• PROBLEM DESCRIPTION:
Count the lines in the records below that contain the string "review", with case counting, and give only that number.
>> BEGIN DATA RECORDS
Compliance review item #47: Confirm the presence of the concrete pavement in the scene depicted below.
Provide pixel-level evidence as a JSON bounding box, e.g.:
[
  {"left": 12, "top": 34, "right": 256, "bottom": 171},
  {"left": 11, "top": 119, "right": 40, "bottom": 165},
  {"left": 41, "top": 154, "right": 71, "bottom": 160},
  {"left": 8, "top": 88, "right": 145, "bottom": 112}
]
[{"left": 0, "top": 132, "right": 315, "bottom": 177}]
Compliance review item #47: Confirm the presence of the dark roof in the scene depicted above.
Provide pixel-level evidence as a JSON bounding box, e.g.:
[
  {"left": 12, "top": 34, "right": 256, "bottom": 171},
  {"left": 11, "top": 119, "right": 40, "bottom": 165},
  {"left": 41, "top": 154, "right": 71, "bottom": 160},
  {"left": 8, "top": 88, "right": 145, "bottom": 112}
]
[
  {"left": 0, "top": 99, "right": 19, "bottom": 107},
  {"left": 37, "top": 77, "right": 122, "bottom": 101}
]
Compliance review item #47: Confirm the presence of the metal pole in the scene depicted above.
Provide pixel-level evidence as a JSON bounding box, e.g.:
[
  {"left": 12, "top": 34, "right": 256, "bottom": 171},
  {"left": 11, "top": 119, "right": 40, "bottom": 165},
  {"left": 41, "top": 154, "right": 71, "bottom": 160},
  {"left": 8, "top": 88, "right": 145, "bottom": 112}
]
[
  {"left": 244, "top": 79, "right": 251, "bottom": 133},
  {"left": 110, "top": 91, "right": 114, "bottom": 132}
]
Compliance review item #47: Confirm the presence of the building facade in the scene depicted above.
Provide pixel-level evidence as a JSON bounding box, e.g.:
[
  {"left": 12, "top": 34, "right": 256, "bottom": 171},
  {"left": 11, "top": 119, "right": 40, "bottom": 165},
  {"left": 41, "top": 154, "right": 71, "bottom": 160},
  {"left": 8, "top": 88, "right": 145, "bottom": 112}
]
>> END DATA RECORDS
• FULL ANSWER:
4